* **PROVIDED TEXT**
* BEGIN *

PLASMA TREATED POROUS FILM BACKGROUND

A porous film layer is provided. The layer includes voids which have openings extending between adjacent voids such that paths exist so that liquids and/or vapors can traverse from one side of the film layer to the other. Plasma is drawn into the void space of this porous layer to render the void space more hydrophilic.

To improve water-wetting of films made from inherently hydrophobic material, such as oriented polypropylene film, corona and flame treatments are commonly used in the industry. Plasma treatment can also achieve the same type of water-wetting improvement for films achieved by corona and flame treatments. Treatment of films with various types of plasma is described in U.S. Patent Nos. 4,445,991, 4,897,305 and 5,981 ,079. In order to render an open-celled porous film made from hydrophobic materials water absorbent, it is necessary to treat not only the outer surfaces of the film but also the inner surfaces of the pores. SUMMARY

There is provided an open-celled, porous, plasma-treated thermoplastic polymeric film layer, wherein said film layer is treated with plasma to make the pore space thereof more hydrophilic, and wherein said film layer has the following properties: (a) a receding contact angle for water of less than 35°; (b) a pore volume fraction of at least 0.40, and (c) a pore accessibility for water of at least 0.60.

* END *

* **STATED PROBLEM 1**
Please swap "rectangular window" for "square window" in the records, everything from the line containing "Exercise. Tag every instance of the sepia" down to the end of the records, and give those lines again with nothing else changed.
The passage on plasma-treated film and the records have nothing to do with each other.

* **DATA IN THIS EXERCISE**
* BEGIN *

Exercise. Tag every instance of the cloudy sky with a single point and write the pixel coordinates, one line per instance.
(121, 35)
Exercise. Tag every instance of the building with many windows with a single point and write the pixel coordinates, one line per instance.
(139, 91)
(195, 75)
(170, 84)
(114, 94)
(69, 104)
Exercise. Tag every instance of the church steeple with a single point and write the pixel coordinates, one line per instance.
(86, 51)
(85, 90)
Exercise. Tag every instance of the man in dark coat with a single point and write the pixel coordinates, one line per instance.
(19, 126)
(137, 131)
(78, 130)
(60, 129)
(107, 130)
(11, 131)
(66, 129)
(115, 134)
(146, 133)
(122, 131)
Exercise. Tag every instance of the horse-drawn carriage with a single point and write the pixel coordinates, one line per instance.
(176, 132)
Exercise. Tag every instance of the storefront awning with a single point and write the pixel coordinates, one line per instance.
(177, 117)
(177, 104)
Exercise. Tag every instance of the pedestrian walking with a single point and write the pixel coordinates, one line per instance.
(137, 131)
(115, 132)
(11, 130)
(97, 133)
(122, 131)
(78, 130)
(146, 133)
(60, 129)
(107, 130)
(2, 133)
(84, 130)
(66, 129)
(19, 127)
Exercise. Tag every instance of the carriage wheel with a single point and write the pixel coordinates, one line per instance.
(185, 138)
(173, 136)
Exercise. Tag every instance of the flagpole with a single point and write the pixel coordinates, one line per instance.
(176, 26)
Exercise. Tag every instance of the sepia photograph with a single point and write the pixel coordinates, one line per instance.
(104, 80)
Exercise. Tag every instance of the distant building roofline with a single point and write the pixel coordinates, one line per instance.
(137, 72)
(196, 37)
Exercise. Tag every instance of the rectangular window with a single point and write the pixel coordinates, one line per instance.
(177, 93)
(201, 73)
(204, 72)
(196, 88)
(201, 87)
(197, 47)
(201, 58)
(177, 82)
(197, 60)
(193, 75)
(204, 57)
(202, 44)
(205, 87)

* END *

* **STATED PROBLEM 2**
In the passage on plasma-treated film, what receding contact angle for water does the film layer have?

* **WRITTEN RESPONSE 1**
Exercise. Tag every instance of the sepia photograph with a single point and write the pixel coordinates, one line per instance.
(104, 80)
Exercise. Tag every instance of the distant building roofline with a single point and write the pixel coordinates, one line per instance.
(137, 72)
(196, 37)
Exercise. Tag every instance of the square window with a single point and write the pixel coordinates, one line per instance.
(177, 93)
(201, 73)
(204, 72)
(196, 88)
(201, 87)
(197, 47)
(201, 58)
(177, 82)
(197, 60)
(193, 75)
(204, 57)
(202, 44)
(205, 87)

* **WRITTEN RESPONSE 2**
Less than 35°.